* [Выбранный отрывок]
-*-*-
Война короля Карла I. Великий мятеж: переход от монархии к республике. 1641–1647 — страница 34 из 118

Таким образом, условия были совершенно несовместимы друг с другом, и понимающим людям с обеих сторон было очевидно, что ни парламент, ни король не считали, что они будут всерьез рассмотрены противоположной стороной. Секретарь Николас в письме к Руперту определил политику Пима следующим образом: «Правда в том, что парламент не желает договариваться, но был бы рад, если бы люди поверили, что он не смог добиться мира». Король в своих письмах королеве ясно дал понять, что не считает условия, выставленные парламентом, достойными обсуждения, но хотел бы переложить вину за окончательный разрыв на парламентариев. В ответ она сердито повторила совет, который уже давала ему: «Не вздумайте соглашаться на роспуск своей армии или заключать какой-нибудь мир, пока с этим парламентом не будет покончено… Помните: если согласитесь заключить мир прежде, чем будет распущен парламент, вы погибли». И король, и королева надеялись – и в значительной мере верили, – что могут выиграть войну за несколько месяцев, одержав такую громкую победу над своими врагами, что их позиция станет сильной, как никогда, и они вернут монархии блеск и данную Богом безусловную власть.
-*-*-
* [Фрагменты данных об ограничивающих рамках]
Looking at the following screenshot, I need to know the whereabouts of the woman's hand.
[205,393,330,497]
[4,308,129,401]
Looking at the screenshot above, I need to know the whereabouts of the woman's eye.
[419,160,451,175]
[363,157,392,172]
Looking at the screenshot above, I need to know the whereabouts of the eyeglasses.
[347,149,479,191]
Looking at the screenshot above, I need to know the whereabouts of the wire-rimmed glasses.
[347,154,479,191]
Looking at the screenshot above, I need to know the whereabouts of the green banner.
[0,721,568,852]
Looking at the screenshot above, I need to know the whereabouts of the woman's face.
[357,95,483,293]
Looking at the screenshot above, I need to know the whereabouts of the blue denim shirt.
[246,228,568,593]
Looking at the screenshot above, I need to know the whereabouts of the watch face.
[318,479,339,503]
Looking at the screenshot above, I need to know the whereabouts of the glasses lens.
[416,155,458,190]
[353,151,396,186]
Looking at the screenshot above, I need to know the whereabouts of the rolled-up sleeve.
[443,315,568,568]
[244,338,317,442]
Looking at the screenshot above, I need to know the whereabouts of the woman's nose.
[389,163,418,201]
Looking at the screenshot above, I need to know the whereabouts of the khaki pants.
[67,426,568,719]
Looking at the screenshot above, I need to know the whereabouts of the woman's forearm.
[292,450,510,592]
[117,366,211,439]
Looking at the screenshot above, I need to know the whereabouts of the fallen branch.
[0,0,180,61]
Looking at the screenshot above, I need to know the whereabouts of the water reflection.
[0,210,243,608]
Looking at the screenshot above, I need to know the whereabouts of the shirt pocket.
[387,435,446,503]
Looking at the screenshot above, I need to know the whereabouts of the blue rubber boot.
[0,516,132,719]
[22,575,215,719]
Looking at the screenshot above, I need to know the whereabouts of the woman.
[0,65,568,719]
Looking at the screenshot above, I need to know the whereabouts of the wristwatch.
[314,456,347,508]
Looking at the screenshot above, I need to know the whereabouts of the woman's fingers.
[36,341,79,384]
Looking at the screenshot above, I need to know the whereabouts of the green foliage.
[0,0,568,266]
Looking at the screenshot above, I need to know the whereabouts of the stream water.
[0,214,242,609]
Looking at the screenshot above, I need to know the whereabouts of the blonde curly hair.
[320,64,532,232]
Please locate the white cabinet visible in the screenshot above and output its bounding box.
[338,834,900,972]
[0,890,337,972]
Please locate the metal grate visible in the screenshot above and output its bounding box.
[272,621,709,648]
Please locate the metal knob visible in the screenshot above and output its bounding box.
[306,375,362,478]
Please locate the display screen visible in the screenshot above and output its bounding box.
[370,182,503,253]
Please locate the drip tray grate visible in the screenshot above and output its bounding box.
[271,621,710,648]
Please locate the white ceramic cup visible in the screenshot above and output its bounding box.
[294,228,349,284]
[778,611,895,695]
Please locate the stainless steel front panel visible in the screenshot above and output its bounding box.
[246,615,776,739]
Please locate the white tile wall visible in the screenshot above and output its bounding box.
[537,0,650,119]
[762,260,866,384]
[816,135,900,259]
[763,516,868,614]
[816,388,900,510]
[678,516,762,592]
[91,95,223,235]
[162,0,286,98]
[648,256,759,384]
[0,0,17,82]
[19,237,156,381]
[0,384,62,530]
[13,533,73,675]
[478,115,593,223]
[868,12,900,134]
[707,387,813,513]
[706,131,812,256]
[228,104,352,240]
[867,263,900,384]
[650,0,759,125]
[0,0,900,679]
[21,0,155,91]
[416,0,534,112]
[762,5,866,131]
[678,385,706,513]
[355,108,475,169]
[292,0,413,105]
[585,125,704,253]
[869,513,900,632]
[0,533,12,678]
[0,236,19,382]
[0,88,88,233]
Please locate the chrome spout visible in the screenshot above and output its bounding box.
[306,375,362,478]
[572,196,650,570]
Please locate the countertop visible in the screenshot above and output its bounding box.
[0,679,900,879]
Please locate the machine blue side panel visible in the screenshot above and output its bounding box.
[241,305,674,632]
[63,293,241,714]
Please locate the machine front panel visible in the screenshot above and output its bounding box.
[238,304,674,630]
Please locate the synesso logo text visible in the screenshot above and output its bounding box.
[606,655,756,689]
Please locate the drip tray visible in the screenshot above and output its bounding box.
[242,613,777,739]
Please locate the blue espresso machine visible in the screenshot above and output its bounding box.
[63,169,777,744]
-*-*-
* [Задания]
1 – Кому, согласно отрывку о войне короля Карла I, писал секретарь Николас, когда определял политику Пима?
2 – Перепишите часть листинга от его начала до строки с «[22,575,215,719]» включительно, подставив «location» вместо «whereabouts» и оставив прочее без изменений. Выведите только эти строки.

* [Полные ответы]
1 – Руперту.

2 –
Looking at the following screenshot, I need to know the location of the woman's hand.
[205,393,330,497]
[4,308,129,401]
Looking at the screenshot above, I need to know the location of the woman's eye.
[419,160,451,175]
[363,157,392,172]
Looking at the screenshot above, I need to know the location of the eyeglasses.
[347,149,479,191]
Looking at the screenshot above, I need to know the location of the wire-rimmed glasses.
[347,154,479,191]
Looking at the screenshot above, I need to know the location of the green banner.
[0,721,568,852]
Looking at the screenshot above, I need to know the location of the woman's face.
[357,95,483,293]
Looking at the screenshot above, I need to know the location of the blue denim shirt.
[246,228,568,593]
Looking at the screenshot above, I need to know the location of the watch face.
[318,479,339,503]
Looking at the screenshot above, I need to know the location of the glasses lens.
[416,155,458,190]
[353,151,396,186]
Looking at the screenshot above, I need to know the location of the rolled-up sleeve.
[443,315,568,568]
[244,338,317,442]
Looking at the screenshot above, I need to know the location of the woman's nose.
[389,163,418,201]
Looking at the screenshot above, I need to know the location of the khaki pants.
[67,426,568,719]
Looking at the screenshot above, I need to know the location of the woman's forearm.
[292,450,510,592]
[117,366,211,439]
Looking at the screenshot above, I need to know the location of the fallen branch.
[0,0,180,61]
Looking at the screenshot above, I need to know the location of the water reflection.
[0,210,243,608]
Looking at the screenshot above, I need to know the location of the shirt pocket.
[387,435,446,503]
Looking at the screenshot above, I need to know the location of the blue rubber boot.
[0,516,132,719]
[22,575,215,719]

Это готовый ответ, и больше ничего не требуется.